[Coordinate annotation records]
────────

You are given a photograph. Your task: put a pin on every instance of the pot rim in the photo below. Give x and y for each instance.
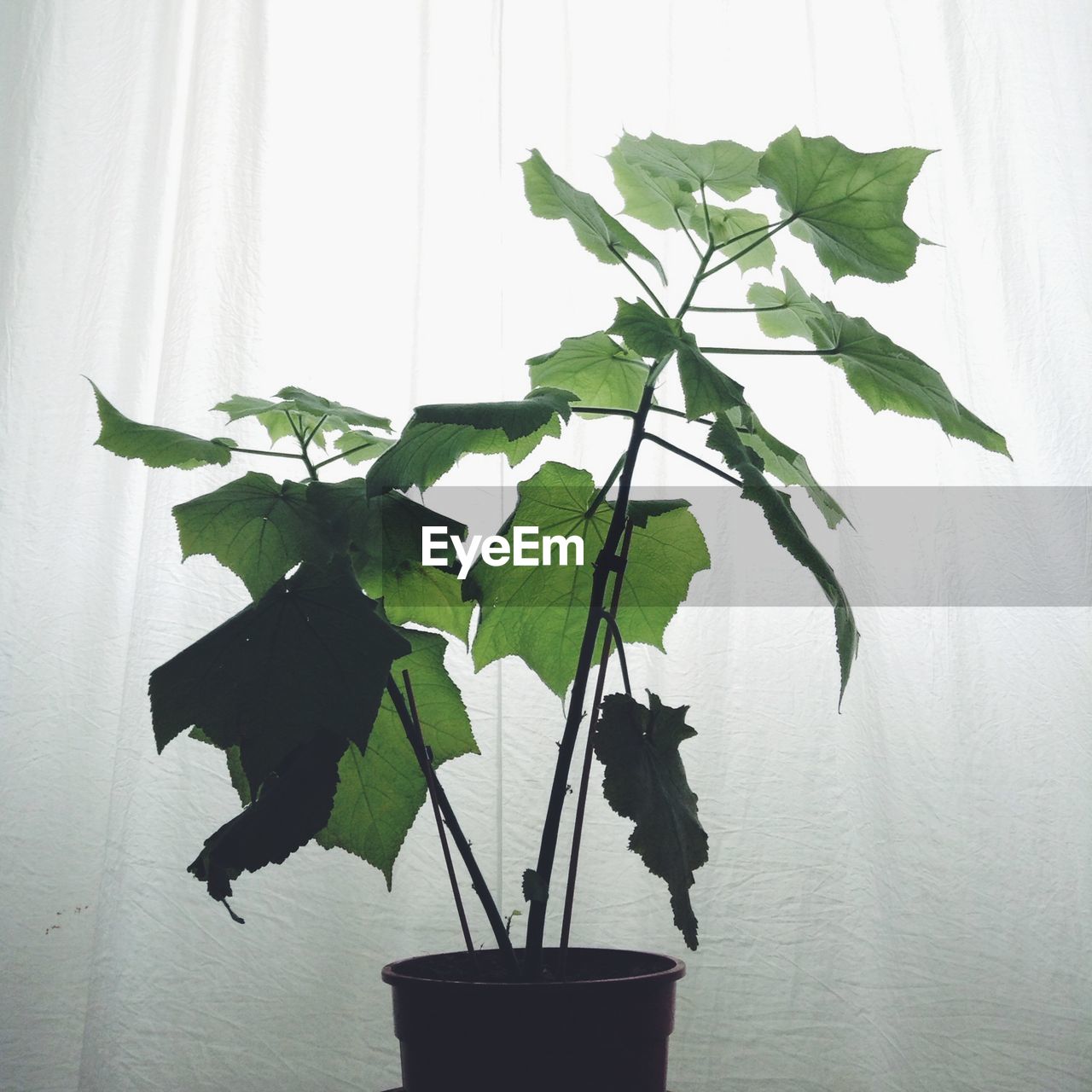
(400, 972)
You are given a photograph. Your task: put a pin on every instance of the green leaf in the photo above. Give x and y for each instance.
(382, 788)
(595, 369)
(847, 205)
(644, 781)
(553, 198)
(438, 436)
(790, 533)
(885, 375)
(659, 202)
(308, 409)
(728, 224)
(312, 653)
(538, 613)
(706, 389)
(787, 465)
(358, 445)
(723, 166)
(154, 445)
(293, 807)
(383, 537)
(254, 526)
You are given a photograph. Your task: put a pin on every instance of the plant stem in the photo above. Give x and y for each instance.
(640, 280)
(747, 249)
(605, 564)
(694, 459)
(578, 828)
(741, 311)
(425, 761)
(478, 880)
(771, 351)
(258, 451)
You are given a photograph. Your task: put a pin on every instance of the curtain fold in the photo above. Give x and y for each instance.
(205, 199)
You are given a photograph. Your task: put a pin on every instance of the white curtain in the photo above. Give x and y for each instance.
(203, 198)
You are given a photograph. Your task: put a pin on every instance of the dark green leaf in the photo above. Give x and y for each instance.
(644, 781)
(383, 537)
(788, 533)
(885, 375)
(706, 389)
(728, 224)
(382, 788)
(723, 166)
(438, 436)
(312, 653)
(847, 205)
(154, 445)
(256, 526)
(553, 198)
(538, 613)
(595, 369)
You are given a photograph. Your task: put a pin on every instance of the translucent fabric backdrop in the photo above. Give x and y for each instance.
(205, 198)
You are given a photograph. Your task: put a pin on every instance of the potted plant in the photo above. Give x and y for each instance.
(330, 688)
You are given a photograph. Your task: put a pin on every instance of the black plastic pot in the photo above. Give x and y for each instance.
(605, 1029)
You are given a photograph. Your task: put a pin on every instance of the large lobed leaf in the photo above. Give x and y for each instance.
(884, 374)
(538, 613)
(847, 205)
(153, 444)
(553, 198)
(706, 389)
(381, 788)
(644, 781)
(595, 369)
(790, 533)
(438, 436)
(254, 526)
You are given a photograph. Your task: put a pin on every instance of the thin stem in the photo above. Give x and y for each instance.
(570, 888)
(299, 429)
(747, 249)
(605, 564)
(612, 478)
(478, 880)
(770, 351)
(686, 229)
(425, 761)
(640, 280)
(697, 280)
(613, 627)
(341, 455)
(694, 459)
(741, 311)
(679, 413)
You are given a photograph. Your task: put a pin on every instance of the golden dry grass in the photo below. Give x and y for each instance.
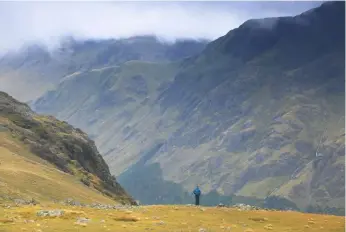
(165, 219)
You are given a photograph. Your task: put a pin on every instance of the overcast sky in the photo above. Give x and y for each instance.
(22, 22)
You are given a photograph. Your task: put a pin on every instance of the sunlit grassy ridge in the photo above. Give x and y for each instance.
(46, 159)
(166, 218)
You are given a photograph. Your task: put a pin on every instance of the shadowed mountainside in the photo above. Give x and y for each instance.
(258, 113)
(47, 159)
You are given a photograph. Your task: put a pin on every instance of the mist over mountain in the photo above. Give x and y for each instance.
(254, 115)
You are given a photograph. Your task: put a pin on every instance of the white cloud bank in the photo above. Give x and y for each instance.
(23, 22)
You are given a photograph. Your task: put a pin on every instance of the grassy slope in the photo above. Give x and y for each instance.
(172, 218)
(24, 175)
(47, 159)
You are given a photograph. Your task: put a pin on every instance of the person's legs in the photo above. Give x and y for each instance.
(197, 200)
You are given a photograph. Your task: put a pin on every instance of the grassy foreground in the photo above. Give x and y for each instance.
(164, 218)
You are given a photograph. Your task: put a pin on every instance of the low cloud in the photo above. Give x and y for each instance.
(26, 22)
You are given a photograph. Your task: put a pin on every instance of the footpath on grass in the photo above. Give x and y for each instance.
(56, 217)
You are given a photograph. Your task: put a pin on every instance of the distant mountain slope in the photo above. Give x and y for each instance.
(46, 159)
(35, 69)
(258, 113)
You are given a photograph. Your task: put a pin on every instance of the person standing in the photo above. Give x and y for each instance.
(197, 192)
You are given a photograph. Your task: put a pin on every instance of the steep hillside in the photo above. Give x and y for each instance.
(258, 114)
(46, 159)
(36, 69)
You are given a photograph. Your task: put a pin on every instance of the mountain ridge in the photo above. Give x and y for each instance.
(51, 146)
(243, 117)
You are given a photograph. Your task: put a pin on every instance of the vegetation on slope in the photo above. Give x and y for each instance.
(249, 116)
(166, 218)
(48, 159)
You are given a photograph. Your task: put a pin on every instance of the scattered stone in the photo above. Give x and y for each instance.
(50, 213)
(83, 220)
(160, 223)
(268, 227)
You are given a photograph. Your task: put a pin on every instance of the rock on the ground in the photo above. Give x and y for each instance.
(50, 213)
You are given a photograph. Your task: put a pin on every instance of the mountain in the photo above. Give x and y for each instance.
(35, 68)
(46, 159)
(257, 116)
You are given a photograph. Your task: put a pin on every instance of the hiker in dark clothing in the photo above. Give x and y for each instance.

────────

Reproduce word for word everything in the material above from the line containing "of the translucent" down to the line containing "(605, 1029)", including both of those lines.

IN RESPONSE |
You are given a photograph. Your task: put a pin on every instance of the translucent fabric backdrop in the photo above. Give x and y for each instance.
(205, 198)
You are given a photograph. Your task: put a pin on every instance of the potted plant in the photo above. Give x and y for each instance.
(330, 688)
You are given a photograph. Your task: put a pin on every instance of the black plastic pot in the photo above. Give x and y for each instance.
(605, 1029)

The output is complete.